• **Text segment**
◇ ◇ ◇ ◇
While Tesla is halting bitcoin transactions, citing the large-scale power consumption of bitcoin mining activities, the UK is less bothered but is instead exploring solutions to the high energy consumption of bitcoin miners. The first green bitcoin mining farm might launch in the UK soon after Agro blockchain, a London-based crypto firm recently reported that it had cracked a deal with another company to start the world's first bitcoin mining pool which will be run on renewable energy.
Bitcoin mining only appears to be profitable in countries with relatively lower energy cost like China. Some countries have had to offer subsidies on electricity for mining firms, but that proved to be unsustainable. Norway, about four years ago, scrapped tax subsidies for crypto miners.
Although cryptocurrencies are very decentralized, the UK is still able to tax crypto miners. Most crypto miners are subjected to income tax, which is the same as any taxes levied on an income-generating activity within the UK territory. But some crypto mining firms also pay the capital gain tax, which is the tax applied to profits made from investments.
◇ ◇ ◇ ◇
• **Record set**
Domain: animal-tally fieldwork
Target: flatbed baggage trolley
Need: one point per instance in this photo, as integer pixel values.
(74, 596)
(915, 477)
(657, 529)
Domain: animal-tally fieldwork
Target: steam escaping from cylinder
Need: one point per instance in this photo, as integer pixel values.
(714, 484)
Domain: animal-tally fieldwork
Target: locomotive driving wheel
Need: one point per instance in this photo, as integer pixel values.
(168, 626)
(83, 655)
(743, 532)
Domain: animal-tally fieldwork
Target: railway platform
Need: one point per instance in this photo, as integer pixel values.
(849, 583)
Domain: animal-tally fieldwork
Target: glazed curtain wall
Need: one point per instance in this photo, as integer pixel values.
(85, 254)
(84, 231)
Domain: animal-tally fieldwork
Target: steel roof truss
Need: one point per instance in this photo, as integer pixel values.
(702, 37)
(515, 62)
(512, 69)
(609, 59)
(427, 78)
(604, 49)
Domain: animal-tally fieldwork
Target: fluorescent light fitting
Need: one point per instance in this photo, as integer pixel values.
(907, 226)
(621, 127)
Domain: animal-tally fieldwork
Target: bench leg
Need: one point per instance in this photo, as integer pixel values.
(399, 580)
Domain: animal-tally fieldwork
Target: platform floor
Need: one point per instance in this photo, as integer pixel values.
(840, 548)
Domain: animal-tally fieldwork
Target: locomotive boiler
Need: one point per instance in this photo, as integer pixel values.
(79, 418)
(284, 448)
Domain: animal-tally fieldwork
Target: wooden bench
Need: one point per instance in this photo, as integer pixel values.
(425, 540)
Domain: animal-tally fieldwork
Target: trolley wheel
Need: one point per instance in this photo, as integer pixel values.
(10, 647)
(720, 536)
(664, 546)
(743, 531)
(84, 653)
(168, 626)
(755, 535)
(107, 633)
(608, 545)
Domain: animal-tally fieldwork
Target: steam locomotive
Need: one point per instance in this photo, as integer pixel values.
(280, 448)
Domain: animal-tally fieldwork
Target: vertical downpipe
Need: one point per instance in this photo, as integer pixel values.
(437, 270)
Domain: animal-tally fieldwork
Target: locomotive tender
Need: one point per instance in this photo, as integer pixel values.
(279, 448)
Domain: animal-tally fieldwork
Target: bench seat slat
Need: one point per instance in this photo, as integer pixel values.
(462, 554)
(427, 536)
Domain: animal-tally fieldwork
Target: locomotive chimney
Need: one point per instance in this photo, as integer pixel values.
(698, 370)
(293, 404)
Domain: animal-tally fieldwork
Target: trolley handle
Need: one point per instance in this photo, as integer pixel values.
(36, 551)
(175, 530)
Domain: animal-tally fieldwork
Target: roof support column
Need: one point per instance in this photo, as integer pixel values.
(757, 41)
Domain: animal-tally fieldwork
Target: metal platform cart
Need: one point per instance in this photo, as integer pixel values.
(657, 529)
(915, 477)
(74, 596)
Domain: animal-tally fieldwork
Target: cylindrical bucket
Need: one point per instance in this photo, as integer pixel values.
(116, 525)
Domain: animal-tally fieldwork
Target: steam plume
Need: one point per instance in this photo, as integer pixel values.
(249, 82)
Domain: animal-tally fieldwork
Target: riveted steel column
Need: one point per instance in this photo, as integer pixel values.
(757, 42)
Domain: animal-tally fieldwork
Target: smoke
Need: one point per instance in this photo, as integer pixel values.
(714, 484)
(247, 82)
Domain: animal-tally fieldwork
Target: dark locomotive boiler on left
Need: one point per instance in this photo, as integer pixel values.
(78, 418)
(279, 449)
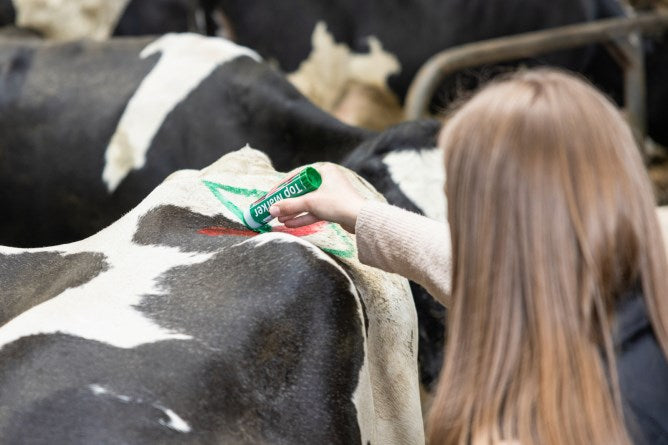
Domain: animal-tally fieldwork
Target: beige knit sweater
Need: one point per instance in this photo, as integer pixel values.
(406, 243)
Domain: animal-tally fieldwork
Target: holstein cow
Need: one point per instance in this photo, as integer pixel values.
(408, 33)
(90, 128)
(405, 165)
(177, 325)
(100, 19)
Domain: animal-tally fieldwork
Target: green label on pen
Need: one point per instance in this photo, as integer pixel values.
(305, 181)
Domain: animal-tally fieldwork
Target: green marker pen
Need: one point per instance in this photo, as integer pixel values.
(307, 180)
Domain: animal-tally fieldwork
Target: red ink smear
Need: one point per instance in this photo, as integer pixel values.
◇ ◇ ◇ ◇
• **Work to do**
A) In one to three sentences, explain what reason the bitcoin mining text gives for Tesla halting bitcoin transactions.
B) Resume the bitcoin mining text after its final sentence.

• **Written answers**
A) Tesla is halting bitcoin transactions because of the large-scale power consumption of bitcoin mining activities.

B)
With the highly competitive but also expensive cryptocurrency mining industry, some miners have decided to conduct the activity illegally in order to get away with the taxes. The UK police are on the move to discover such illegal mining companies.
The most recent case was the West Midlands Police discovering the illegal bitcoin mining at the Sandwell bitcoin mine initially mistaken for a cannabis farm.
Although the cryptocurrency and blockchain technology atmosphere remains conducive in the UK, the government is a hard nut to crack on matters pertaining to illegal crypto activities. The UK remains Europe's fintech hub with many research projects going on in the field of cryptocurrencies and blockchain technology.